## TEXT TO READ
I say no more; and am certainly not determining the question. However, given the amount of time that was spent on the point, and given its possible importance in other cases, the approach I would have been minded to take (but for the undertaking now given by Optis) ought at least to be stated. For the future, it will be imperative to ensure that a claimant’s attitude to the terms of any licence that the court may order is locked down well in advance of trial. The problem with the undertaking offered by Optis and accepted by the Court is that it leaves a gap between (i) this Judgment on Consequential Matters and (ii) the point in time at which Optis accepts the FRAND licence unpoliced, in the sense that (without protection from this Court) both parties are at liberty to act in a manner that is inconsistent with the terms of the licence that I have declared to be FRAND. Optis are not entitled, absent strong grounds (which have not been articulated) to an automatic stay, and Apple most certainly are entitled to some protection from the otherwise uninhibited ability in Optis to pursue the EDTX Proceedings (to take the most potent example). The solution that I have adopted – instead of obliging Optis to sign up to the FRAND licence now (which is a point that has not been argued) – is to incorporate sufficient protection for Apple in the order consequential on the Judgment and the Judgment on Consequential Matters. I return to this below.

## TO DO
Extend the judgment excerpt above on Optis's undertaking and the FRAND licence, picking up right after its final sentence.

## EXCERPTED RECORDS
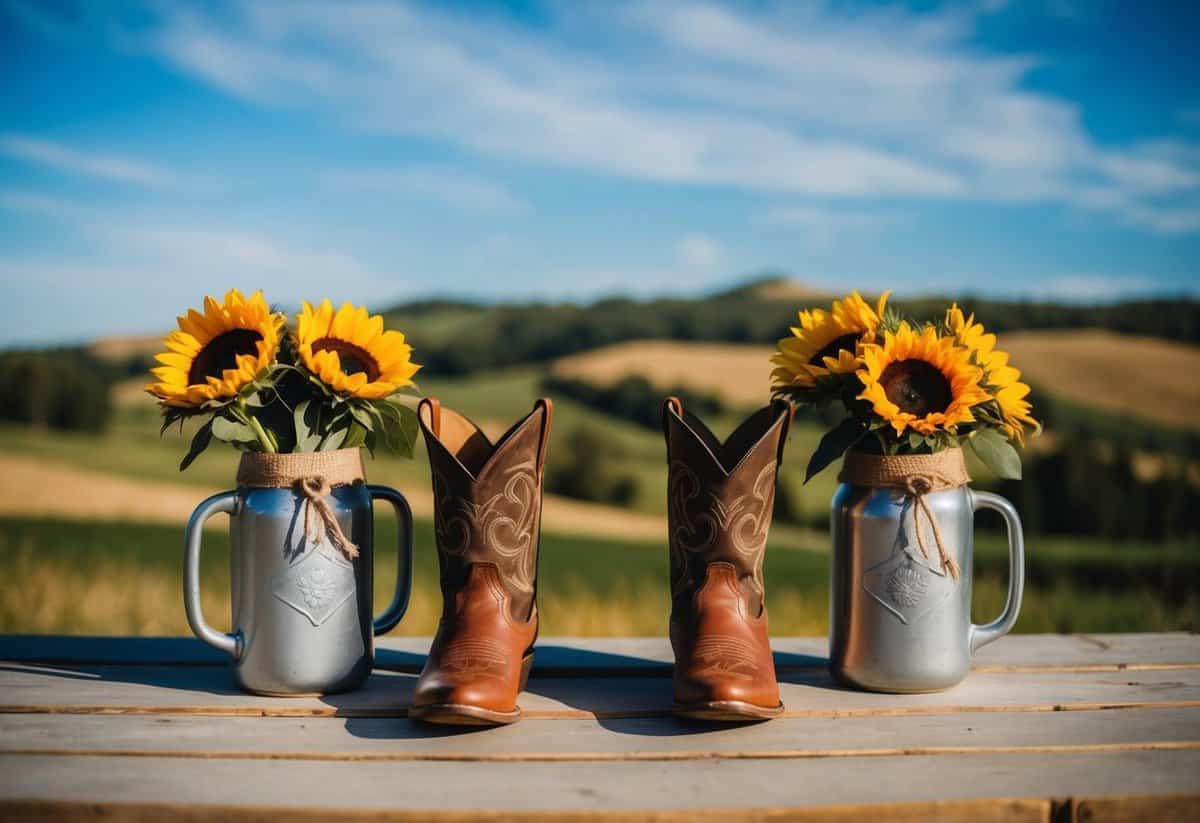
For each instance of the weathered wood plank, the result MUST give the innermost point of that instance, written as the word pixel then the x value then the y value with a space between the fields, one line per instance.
pixel 946 811
pixel 209 690
pixel 640 738
pixel 609 786
pixel 636 655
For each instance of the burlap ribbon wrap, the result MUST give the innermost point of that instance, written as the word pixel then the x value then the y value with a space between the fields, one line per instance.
pixel 916 475
pixel 313 475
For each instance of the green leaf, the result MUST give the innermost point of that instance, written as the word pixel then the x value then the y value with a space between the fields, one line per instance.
pixel 307 424
pixel 403 432
pixel 199 443
pixel 231 431
pixel 996 452
pixel 334 439
pixel 363 415
pixel 833 445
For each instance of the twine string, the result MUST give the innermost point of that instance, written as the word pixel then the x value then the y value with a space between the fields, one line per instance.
pixel 916 475
pixel 917 486
pixel 319 521
pixel 312 475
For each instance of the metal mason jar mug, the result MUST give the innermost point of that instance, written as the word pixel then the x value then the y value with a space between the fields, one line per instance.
pixel 900 600
pixel 301 572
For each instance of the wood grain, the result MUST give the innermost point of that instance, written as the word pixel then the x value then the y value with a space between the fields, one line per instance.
pixel 557 786
pixel 651 738
pixel 947 811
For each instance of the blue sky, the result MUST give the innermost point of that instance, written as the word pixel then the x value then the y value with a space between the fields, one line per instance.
pixel 378 151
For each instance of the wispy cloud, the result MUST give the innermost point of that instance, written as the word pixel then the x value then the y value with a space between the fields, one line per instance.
pixel 699 252
pixel 453 187
pixel 115 168
pixel 790 98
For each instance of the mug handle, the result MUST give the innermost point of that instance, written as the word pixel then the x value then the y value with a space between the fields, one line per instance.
pixel 227 503
pixel 399 605
pixel 985 634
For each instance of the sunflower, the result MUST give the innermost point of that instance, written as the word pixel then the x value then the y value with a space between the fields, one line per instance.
pixel 351 353
pixel 214 355
pixel 827 342
pixel 919 380
pixel 1000 379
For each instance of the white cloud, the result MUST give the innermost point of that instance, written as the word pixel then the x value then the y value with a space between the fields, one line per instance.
pixel 465 192
pixel 34 203
pixel 89 163
pixel 791 98
pixel 699 252
pixel 825 218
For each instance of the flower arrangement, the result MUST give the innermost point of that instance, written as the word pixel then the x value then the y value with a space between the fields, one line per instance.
pixel 907 388
pixel 333 382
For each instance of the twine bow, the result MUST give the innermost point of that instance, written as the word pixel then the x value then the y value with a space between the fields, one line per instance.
pixel 312 475
pixel 319 521
pixel 916 475
pixel 917 486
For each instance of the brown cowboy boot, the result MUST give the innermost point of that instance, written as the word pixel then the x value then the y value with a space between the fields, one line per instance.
pixel 720 499
pixel 487 516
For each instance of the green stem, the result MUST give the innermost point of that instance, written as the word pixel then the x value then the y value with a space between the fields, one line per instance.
pixel 264 438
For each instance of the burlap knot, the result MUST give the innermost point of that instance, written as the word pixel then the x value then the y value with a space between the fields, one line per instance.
pixel 916 475
pixel 313 475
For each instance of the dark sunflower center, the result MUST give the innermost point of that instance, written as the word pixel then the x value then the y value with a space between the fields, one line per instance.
pixel 916 386
pixel 849 342
pixel 354 359
pixel 221 353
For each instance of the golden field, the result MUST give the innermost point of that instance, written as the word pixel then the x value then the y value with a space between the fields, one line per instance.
pixel 1144 377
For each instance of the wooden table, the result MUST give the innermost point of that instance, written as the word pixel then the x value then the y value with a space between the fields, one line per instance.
pixel 1045 728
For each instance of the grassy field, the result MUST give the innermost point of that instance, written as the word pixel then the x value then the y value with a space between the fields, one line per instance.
pixel 95 577
pixel 131 448
pixel 125 578
pixel 1156 377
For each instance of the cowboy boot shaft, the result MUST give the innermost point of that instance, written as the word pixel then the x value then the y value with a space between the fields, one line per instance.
pixel 487 514
pixel 720 500
pixel 487 504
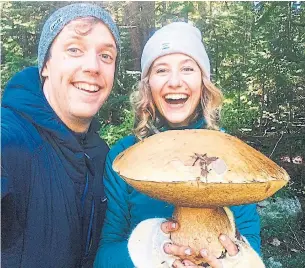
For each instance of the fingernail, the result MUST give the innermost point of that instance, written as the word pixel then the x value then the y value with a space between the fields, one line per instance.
pixel 188 252
pixel 204 252
pixel 222 238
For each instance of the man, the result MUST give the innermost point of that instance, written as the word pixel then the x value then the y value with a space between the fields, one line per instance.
pixel 53 201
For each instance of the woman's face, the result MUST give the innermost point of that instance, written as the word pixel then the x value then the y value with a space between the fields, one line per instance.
pixel 176 85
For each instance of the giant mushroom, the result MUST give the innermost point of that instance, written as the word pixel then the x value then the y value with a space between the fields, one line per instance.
pixel 201 172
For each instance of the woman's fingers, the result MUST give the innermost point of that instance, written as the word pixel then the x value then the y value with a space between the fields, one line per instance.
pixel 169 226
pixel 228 244
pixel 210 259
pixel 178 251
pixel 177 264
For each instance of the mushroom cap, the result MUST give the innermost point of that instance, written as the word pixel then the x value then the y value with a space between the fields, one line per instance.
pixel 199 168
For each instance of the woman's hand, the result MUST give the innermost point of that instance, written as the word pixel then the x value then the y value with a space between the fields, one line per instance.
pixel 239 253
pixel 183 252
pixel 228 244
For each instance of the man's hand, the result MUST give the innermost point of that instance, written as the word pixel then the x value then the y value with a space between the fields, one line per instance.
pixel 172 249
pixel 182 252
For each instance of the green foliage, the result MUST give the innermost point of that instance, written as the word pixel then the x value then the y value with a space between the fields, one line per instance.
pixel 112 133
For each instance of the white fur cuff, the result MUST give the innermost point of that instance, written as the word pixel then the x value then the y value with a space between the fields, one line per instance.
pixel 145 245
pixel 246 257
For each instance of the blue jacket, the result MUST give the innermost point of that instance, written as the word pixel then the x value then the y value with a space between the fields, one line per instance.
pixel 53 200
pixel 127 207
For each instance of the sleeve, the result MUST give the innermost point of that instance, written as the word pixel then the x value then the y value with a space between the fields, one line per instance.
pixel 248 224
pixel 113 251
pixel 5 189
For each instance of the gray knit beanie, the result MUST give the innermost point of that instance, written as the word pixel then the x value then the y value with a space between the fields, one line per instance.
pixel 177 37
pixel 57 21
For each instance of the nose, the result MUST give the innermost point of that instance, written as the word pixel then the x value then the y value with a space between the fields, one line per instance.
pixel 91 63
pixel 175 79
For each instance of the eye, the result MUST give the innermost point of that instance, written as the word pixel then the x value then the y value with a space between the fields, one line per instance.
pixel 73 51
pixel 106 58
pixel 188 69
pixel 161 70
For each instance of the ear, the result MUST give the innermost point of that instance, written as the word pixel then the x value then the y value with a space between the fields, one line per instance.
pixel 45 70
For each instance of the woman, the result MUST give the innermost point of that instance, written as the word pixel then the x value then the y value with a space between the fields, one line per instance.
pixel 175 92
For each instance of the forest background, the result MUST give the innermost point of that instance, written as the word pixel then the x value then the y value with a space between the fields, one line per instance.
pixel 257 53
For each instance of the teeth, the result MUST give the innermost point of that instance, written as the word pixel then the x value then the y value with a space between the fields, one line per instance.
pixel 87 87
pixel 176 96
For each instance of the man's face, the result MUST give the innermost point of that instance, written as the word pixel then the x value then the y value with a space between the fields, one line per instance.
pixel 80 71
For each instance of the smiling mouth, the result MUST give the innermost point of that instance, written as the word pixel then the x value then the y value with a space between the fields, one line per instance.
pixel 176 99
pixel 90 88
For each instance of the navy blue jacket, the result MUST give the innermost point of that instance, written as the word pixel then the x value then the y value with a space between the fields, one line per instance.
pixel 53 201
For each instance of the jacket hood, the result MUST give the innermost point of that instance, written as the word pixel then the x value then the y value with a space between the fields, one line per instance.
pixel 24 95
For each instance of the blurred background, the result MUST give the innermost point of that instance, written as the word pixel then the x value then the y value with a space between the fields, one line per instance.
pixel 257 53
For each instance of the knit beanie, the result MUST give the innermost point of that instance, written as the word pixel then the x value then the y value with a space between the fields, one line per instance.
pixel 61 17
pixel 177 37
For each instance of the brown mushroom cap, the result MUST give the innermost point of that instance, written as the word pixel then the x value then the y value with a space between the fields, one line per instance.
pixel 199 168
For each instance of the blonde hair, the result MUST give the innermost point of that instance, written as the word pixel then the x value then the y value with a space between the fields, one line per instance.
pixel 147 116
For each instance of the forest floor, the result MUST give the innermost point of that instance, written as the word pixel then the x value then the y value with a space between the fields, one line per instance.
pixel 283 227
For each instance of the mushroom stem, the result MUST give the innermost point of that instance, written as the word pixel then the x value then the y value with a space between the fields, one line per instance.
pixel 201 227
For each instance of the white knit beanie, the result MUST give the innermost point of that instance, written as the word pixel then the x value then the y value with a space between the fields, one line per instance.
pixel 177 37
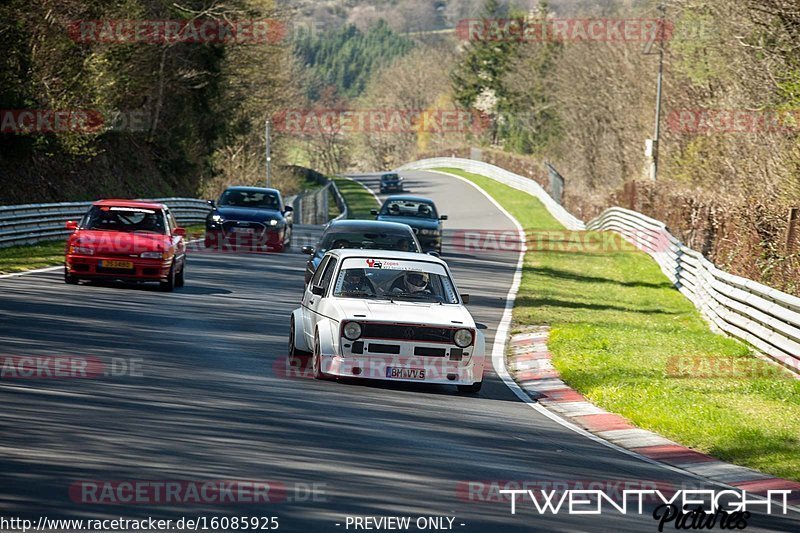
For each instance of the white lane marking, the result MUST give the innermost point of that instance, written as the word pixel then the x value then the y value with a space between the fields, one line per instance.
pixel 378 200
pixel 498 360
pixel 37 271
pixel 57 267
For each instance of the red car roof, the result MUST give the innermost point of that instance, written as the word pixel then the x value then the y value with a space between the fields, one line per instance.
pixel 129 203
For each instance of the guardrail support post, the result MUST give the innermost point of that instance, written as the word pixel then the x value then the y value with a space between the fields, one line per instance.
pixel 791 231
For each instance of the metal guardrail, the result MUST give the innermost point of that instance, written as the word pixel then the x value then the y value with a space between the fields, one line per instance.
pixel 312 207
pixel 32 223
pixel 766 318
pixel 503 176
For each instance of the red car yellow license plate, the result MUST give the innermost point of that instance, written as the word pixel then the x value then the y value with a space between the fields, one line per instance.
pixel 123 265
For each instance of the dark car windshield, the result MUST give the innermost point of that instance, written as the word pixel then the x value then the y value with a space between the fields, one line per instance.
pixel 409 208
pixel 374 240
pixel 128 219
pixel 253 199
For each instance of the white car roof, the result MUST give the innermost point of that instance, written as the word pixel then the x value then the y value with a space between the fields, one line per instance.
pixel 344 253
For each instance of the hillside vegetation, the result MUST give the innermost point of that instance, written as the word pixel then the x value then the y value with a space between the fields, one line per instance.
pixel 178 118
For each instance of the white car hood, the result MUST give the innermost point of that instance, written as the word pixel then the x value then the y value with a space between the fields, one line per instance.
pixel 405 312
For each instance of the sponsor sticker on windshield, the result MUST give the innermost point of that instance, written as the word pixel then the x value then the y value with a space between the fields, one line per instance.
pixel 388 264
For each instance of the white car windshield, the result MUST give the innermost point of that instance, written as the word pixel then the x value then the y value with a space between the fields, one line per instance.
pixel 394 280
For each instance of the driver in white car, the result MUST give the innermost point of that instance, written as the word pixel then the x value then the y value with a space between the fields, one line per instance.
pixel 356 281
pixel 412 283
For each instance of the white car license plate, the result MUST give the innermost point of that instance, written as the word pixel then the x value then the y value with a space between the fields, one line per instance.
pixel 405 373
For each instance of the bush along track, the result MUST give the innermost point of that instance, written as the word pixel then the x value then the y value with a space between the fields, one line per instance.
pixel 358 199
pixel 628 342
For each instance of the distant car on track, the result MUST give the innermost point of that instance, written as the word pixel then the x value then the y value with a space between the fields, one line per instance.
pixel 127 240
pixel 251 218
pixel 361 234
pixel 419 213
pixel 391 182
pixel 387 315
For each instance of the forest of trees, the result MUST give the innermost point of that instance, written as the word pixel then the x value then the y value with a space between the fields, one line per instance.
pixel 585 105
pixel 346 58
pixel 199 106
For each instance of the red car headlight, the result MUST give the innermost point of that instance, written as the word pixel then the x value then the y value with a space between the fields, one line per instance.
pixel 81 250
pixel 154 255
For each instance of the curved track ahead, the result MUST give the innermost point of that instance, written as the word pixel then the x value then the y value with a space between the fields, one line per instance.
pixel 213 401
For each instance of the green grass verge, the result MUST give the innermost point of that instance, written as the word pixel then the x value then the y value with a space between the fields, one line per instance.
pixel 21 258
pixel 624 337
pixel 51 253
pixel 359 200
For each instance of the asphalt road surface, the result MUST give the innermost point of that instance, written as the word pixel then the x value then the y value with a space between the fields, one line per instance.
pixel 204 393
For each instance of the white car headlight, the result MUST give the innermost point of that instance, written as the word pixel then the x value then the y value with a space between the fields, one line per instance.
pixel 352 330
pixel 463 338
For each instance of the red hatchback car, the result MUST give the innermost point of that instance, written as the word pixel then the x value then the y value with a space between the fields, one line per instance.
pixel 127 240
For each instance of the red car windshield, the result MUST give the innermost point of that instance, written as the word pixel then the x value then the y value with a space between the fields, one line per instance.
pixel 127 219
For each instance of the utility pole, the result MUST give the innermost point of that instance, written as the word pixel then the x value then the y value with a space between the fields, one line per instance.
pixel 660 36
pixel 267 152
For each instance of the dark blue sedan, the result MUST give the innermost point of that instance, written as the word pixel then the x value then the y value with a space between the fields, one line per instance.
pixel 249 218
pixel 419 213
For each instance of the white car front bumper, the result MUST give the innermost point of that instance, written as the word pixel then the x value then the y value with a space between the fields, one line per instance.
pixel 432 370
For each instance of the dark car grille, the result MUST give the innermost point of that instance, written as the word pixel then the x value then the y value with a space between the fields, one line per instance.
pixel 408 333
pixel 257 227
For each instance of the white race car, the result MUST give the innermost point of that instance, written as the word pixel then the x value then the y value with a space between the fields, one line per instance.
pixel 388 315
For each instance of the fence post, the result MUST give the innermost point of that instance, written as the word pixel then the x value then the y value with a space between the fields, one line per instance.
pixel 791 230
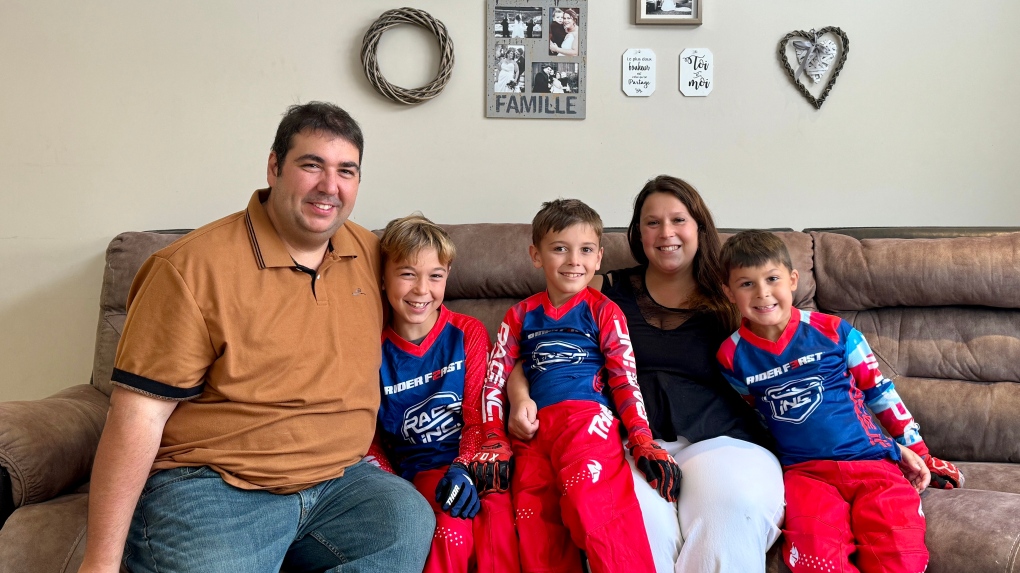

## EXERCISE OUTPUT
WHETHER THE FRAND LICENCE SHOULD EMBRACE 5G STANDARDS
As was noted above, the FRAND Question concerned the appropriate rate for a licence in the following terms, to quote again from Optis’ Position Statement in Trial E: (Footnote: 95)
“Optis contends that the scope of a FRAND licence in this case is (i) for the [Optis Portfolio] as a whole and not just the Asserted Patents, (ii) worldwide, and (iii) enables Apple to inter alia manufacture and sell devices which operate using 2G, 3G and/or 4G (whether or not those devices are also capable of operating on 5G)…”
As a matter of pleading, it is clear that 5G standards were not in issue before me. However, in my judgment the Court-Determined Licence ought to extend to these standards, for the following reasons:
It was the clear evidence before me that it was Optis’ practice to “throw in” 5G standards into licences that they were otherwise prepared to grant for no additional consideration. Optis had no separate rate for 5G. (Footnote: 96)
That may have been Optis’ approach as at the time this licence should have been entered into (which would have been some time in 2017). (Footnote: 97) Since then, technology has moved on, and 5G is becoming (or has become) an increasingly important standard. However, I consider that I am settling the terms of a FRAND licence which is (at least to an extent) supposed to be FRAND as at around 2017; and is certainly intended to be FRAND over a period of many years. It would be wrong (given that Apple is paying interest from the beginning of 2017) to leave out of account what would surely have been included in a FRAND licence concluded at the beginning of 2017.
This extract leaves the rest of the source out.